■ Brief:
Return, unchanged, the lines from the one containing "Agent log — target element: drawer front" through the final line of the items below.

begin Dataset records

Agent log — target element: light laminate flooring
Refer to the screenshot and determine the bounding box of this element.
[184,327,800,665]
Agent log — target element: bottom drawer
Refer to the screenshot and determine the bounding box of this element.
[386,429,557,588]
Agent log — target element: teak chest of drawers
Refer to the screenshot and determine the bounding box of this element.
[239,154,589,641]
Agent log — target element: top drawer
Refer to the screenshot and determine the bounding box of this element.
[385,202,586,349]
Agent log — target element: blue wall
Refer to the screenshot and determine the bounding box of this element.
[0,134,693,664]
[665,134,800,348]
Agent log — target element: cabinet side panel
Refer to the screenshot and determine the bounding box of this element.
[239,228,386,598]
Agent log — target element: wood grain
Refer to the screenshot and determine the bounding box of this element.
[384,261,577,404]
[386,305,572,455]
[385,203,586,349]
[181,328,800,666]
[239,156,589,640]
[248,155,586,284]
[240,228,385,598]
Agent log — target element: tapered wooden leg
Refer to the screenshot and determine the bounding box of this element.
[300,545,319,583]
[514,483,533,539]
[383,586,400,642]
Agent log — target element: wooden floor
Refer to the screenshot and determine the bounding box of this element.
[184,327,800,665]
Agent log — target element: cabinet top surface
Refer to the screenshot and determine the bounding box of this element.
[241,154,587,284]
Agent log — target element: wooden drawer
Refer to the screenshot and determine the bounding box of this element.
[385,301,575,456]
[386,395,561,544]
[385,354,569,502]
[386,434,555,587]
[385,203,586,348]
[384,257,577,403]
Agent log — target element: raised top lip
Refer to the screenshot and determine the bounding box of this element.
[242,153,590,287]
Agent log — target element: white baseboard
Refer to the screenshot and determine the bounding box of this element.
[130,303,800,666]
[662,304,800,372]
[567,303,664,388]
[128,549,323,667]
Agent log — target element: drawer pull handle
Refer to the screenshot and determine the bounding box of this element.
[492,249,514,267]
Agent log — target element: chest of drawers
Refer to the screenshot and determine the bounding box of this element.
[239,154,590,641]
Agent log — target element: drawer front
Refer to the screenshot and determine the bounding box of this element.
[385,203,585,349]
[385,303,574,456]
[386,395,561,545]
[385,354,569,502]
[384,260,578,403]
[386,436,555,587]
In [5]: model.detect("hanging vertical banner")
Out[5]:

end Dataset records

■ Problem solution:
Agent log — target element: drawer front
Refer to the screenshot and determine the bounding box of this element.
[385,203,585,349]
[385,303,574,456]
[386,395,561,545]
[385,354,569,502]
[384,260,578,403]
[386,436,555,587]
In [5]: model.detect("hanging vertical banner")
Out[5]:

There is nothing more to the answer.